> WHAT THE TASK ASKS
Count the lines of the material below that contain the string "reflection", treating uppercase and lowercase letters as distinct, and give only the number.

+++ GIVEN DATA +++

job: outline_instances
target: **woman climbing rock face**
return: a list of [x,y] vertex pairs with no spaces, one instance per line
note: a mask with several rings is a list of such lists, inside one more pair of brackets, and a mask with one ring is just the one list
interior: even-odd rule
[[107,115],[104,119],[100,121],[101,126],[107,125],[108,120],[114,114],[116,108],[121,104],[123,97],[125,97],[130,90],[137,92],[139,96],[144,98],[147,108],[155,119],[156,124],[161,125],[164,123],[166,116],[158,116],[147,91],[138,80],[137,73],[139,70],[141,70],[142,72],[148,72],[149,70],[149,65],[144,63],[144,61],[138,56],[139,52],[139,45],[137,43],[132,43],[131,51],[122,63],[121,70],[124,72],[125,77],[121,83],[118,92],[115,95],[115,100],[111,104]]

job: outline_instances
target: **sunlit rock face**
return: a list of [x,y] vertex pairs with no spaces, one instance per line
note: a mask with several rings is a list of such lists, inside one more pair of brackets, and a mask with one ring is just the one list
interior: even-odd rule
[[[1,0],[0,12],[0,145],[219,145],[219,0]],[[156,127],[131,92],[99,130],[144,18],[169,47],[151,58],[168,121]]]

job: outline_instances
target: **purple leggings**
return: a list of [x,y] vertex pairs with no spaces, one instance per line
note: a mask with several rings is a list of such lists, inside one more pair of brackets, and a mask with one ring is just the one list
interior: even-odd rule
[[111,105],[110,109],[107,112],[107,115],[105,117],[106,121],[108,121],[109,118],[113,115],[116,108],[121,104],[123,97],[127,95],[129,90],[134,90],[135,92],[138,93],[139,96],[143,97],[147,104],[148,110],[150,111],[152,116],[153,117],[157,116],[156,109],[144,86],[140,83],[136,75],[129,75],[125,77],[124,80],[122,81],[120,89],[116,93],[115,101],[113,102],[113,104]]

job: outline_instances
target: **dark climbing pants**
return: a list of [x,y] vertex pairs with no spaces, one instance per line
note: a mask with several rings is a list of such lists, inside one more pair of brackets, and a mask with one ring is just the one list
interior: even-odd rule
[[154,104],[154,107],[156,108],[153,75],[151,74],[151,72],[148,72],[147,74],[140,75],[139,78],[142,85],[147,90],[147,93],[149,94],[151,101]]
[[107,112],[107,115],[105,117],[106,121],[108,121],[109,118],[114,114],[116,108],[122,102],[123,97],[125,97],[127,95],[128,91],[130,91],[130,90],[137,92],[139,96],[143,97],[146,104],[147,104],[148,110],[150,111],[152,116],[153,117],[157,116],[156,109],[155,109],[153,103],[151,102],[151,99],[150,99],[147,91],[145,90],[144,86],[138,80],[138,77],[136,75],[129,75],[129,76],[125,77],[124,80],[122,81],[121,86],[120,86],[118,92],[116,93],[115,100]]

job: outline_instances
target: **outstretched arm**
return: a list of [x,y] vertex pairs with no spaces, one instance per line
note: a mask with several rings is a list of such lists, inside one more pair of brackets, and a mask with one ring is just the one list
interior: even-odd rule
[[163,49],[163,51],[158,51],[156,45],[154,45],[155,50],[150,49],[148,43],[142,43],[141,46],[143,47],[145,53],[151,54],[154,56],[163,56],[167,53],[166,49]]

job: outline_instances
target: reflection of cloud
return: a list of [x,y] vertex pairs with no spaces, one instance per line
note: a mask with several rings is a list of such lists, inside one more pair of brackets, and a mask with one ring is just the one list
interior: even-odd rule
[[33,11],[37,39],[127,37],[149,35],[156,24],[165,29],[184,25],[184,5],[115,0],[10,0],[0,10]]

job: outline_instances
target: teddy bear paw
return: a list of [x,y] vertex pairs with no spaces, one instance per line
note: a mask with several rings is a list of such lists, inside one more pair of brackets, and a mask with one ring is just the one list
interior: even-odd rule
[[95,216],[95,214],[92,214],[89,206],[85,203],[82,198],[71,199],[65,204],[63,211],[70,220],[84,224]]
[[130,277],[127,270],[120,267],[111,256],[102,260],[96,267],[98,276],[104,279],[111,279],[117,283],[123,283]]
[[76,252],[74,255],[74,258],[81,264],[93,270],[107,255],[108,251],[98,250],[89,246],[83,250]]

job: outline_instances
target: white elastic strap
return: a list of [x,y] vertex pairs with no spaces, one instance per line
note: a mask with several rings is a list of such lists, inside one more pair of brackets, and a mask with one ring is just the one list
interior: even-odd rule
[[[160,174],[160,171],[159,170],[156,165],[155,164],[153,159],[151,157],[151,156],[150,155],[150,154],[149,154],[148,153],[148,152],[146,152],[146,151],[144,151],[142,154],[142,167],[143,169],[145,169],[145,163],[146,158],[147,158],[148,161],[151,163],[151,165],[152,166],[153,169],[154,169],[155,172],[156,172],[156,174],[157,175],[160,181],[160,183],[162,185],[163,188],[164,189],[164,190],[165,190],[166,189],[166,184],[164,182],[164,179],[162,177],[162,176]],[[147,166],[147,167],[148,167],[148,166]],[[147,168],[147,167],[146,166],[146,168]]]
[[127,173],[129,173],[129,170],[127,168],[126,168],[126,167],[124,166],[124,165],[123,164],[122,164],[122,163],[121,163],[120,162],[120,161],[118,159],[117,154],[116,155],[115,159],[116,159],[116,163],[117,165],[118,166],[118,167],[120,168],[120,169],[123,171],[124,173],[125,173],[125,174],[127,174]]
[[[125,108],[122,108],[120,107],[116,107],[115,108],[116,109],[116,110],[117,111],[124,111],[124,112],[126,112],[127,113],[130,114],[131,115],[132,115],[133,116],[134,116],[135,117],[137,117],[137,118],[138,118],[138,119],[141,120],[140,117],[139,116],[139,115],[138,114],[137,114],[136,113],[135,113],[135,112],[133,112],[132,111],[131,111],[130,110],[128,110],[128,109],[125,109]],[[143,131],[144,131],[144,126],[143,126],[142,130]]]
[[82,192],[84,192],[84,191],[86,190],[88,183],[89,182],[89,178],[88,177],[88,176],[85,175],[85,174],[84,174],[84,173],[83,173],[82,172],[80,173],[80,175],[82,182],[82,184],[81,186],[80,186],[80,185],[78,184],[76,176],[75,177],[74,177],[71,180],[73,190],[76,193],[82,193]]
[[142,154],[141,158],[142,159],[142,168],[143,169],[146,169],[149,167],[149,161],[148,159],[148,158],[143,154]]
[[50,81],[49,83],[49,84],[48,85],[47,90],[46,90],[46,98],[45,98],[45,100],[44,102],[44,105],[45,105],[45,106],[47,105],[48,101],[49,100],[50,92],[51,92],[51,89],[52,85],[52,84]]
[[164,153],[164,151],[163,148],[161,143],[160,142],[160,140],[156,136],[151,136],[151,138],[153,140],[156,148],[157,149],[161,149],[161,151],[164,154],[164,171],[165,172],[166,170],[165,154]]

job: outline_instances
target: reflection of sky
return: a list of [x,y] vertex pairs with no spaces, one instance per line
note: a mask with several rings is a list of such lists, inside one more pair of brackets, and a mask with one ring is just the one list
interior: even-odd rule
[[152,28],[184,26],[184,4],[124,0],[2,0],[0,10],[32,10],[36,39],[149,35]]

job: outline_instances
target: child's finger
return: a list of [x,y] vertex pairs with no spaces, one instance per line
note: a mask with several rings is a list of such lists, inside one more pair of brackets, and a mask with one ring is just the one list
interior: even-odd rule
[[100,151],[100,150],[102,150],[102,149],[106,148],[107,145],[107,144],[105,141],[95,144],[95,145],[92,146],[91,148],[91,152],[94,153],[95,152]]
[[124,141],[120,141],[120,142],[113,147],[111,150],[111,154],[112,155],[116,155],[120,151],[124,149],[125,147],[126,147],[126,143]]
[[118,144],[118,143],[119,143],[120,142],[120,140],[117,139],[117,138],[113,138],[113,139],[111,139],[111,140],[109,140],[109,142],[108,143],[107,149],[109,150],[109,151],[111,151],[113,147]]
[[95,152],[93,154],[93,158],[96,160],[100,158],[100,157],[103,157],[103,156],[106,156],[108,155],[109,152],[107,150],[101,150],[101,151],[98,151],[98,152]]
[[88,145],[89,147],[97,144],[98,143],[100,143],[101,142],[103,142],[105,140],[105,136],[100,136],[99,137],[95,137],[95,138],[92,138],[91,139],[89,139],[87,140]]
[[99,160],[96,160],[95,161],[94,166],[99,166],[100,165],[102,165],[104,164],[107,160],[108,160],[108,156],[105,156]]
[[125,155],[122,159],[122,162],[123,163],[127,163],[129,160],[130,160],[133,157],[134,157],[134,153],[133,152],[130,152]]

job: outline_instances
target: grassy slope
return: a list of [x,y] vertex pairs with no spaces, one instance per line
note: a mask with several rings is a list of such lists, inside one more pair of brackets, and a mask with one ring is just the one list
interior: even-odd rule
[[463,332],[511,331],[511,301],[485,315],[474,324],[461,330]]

+++

> THE REPLY
2